WORK INSTRUCTIONS – Transcribe exactly the line in which "Batch job spec — class: hiker." occurs, plus every line that comes after it up to the end of the entries.

Saved entries –
=== Begin Enclosure ===

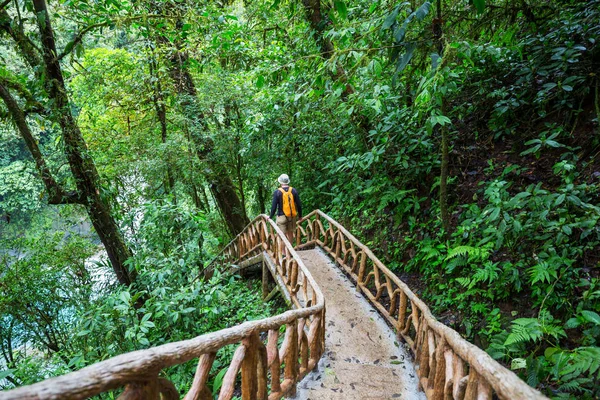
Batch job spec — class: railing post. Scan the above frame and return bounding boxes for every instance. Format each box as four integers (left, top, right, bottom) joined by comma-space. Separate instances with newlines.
334, 232, 342, 262
267, 329, 282, 394
356, 251, 367, 292
284, 320, 299, 397
397, 292, 408, 334
242, 333, 260, 400
184, 353, 216, 400
218, 345, 246, 400
256, 339, 268, 400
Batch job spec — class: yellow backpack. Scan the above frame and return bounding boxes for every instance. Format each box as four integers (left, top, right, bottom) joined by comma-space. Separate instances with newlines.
279, 187, 297, 218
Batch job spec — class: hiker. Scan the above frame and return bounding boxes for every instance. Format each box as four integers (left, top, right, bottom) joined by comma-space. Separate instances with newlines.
269, 174, 302, 248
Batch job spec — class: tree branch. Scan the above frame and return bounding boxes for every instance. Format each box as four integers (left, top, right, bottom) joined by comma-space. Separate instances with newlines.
0, 75, 46, 115
0, 83, 84, 205
0, 0, 11, 12
57, 14, 184, 61
57, 21, 108, 61
0, 9, 43, 68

=== End Enclosure ===

SOLUTION TO THIS TASK –
Batch job spec — class: hiker. Scan the above frame and return bounding boxes for every instance. Format each box as four integers (left, top, right, bottom) joined by comma-space. Separate instances with newlines.
269, 174, 302, 248
Batch job spec — class: tree branch. Scan the above frame and return bounding boxes for every instance. Format each box as four integers (left, top, right, bottom) joined by comma-space. Separate instances with newlines.
0, 75, 46, 115
0, 83, 84, 205
0, 0, 11, 12
57, 14, 184, 61
57, 21, 108, 61
0, 9, 43, 68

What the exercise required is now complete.